Find each line in the data below that contains the string "shirt", matching case exactly, and copy those lines.

(Labels for object points)
- - -

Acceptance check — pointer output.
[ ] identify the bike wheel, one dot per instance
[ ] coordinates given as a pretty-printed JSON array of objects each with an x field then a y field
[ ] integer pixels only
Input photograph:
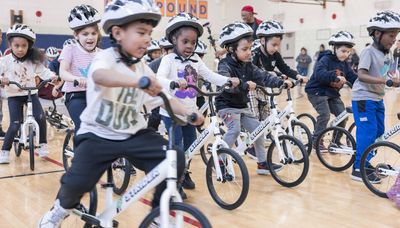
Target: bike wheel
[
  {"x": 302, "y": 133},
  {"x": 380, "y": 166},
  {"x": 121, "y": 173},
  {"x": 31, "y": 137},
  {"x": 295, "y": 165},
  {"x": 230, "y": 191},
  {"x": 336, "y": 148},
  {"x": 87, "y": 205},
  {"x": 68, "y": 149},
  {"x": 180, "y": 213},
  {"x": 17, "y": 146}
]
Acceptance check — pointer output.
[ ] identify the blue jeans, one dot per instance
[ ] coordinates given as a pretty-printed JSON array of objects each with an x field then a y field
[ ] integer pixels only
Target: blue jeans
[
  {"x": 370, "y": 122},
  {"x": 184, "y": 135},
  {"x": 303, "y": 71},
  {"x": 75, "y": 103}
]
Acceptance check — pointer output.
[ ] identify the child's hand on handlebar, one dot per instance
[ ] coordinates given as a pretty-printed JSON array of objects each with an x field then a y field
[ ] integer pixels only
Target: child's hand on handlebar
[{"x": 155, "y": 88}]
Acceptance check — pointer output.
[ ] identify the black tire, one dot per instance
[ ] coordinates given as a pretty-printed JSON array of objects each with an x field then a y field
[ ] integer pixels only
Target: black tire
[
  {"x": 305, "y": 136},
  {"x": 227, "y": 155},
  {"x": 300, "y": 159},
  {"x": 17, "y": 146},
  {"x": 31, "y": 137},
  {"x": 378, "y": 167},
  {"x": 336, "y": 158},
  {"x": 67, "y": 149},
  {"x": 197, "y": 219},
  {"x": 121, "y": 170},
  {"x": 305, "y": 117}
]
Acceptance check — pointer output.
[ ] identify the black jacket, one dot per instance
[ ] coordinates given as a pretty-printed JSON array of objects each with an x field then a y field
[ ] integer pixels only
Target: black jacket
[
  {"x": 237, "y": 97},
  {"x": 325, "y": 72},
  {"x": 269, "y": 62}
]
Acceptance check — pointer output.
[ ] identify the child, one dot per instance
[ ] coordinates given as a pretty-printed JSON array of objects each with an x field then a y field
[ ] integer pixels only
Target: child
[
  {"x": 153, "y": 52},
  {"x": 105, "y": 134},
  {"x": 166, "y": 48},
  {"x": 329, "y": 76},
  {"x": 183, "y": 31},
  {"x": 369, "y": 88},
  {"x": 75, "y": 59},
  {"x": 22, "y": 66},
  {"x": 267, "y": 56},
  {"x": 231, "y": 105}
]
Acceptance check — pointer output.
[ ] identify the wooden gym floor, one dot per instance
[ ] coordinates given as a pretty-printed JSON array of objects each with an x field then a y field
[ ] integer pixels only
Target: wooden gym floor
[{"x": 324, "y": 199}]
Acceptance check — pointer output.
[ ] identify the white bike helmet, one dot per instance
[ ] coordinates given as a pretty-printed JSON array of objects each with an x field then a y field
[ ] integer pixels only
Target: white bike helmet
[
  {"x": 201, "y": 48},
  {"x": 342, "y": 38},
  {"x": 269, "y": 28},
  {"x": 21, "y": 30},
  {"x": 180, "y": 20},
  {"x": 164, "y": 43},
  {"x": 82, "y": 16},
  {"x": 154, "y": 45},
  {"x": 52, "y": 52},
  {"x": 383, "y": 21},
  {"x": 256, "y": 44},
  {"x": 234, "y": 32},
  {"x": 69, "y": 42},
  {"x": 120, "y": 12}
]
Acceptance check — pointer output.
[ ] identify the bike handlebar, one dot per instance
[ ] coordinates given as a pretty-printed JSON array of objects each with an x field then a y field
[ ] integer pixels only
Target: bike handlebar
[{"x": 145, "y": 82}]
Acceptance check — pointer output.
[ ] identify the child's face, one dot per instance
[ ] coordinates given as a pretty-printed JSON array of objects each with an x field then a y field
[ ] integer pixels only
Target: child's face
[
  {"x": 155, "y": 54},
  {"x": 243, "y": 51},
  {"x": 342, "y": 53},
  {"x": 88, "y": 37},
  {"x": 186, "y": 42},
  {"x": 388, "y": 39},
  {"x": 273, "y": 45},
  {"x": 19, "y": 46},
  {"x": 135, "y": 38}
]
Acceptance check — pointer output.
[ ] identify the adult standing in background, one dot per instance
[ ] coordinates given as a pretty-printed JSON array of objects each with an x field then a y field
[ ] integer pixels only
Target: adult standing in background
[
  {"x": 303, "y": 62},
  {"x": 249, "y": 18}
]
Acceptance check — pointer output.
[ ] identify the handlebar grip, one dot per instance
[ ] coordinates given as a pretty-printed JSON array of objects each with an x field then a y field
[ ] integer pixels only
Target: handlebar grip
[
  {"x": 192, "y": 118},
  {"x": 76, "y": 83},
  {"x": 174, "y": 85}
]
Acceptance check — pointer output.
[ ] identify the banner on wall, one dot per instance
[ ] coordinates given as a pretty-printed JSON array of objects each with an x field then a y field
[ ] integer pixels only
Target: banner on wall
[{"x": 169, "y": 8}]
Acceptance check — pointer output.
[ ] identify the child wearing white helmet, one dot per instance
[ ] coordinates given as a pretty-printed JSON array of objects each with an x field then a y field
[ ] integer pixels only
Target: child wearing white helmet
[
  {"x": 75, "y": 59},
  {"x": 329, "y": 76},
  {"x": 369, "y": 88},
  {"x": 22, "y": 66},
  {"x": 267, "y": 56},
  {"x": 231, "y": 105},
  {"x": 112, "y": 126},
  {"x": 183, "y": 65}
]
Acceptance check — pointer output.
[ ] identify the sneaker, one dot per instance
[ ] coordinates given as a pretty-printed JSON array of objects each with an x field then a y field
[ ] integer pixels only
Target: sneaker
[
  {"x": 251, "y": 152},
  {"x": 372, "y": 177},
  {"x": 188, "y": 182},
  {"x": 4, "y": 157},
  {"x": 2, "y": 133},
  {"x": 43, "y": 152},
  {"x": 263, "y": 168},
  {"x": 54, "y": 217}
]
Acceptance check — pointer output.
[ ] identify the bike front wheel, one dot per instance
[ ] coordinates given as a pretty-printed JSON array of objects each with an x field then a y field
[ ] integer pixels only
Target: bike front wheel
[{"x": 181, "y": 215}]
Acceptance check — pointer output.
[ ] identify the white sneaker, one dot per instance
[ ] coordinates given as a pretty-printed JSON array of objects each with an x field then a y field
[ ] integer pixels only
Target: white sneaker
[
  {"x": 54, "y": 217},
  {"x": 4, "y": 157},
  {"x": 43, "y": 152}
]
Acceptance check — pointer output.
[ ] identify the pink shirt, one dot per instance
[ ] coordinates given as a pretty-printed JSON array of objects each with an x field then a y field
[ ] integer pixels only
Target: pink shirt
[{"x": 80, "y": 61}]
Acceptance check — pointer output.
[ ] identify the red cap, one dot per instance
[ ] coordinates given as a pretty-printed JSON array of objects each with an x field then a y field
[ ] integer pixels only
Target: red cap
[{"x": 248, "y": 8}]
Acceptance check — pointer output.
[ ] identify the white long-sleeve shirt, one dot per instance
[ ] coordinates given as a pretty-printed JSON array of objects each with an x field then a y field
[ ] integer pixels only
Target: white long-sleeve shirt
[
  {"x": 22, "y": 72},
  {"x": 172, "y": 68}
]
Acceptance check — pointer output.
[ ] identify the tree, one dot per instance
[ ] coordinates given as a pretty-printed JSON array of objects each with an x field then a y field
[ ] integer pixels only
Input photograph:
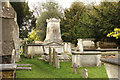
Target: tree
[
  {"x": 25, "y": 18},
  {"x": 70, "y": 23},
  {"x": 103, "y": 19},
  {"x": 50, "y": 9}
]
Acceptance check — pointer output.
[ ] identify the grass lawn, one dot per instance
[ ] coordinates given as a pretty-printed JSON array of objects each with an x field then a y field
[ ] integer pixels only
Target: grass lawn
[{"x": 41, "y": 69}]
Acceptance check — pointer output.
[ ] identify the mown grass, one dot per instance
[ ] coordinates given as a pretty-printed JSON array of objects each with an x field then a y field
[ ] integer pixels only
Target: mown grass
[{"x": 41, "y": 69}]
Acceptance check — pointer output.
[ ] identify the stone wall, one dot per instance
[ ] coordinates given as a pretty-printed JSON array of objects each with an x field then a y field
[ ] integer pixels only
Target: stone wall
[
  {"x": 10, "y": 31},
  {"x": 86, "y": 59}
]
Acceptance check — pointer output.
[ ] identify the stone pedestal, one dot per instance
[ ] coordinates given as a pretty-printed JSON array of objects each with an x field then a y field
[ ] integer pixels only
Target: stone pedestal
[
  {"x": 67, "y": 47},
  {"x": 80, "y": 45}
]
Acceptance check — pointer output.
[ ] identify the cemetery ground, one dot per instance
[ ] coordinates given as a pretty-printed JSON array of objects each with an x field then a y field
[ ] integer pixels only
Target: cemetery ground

- - -

Response:
[ ] identify the pink shirt, one dot per instance
Target: pink shirt
[ ] identify the white long-sleeve shirt, one dot per instance
Target: white long-sleeve shirt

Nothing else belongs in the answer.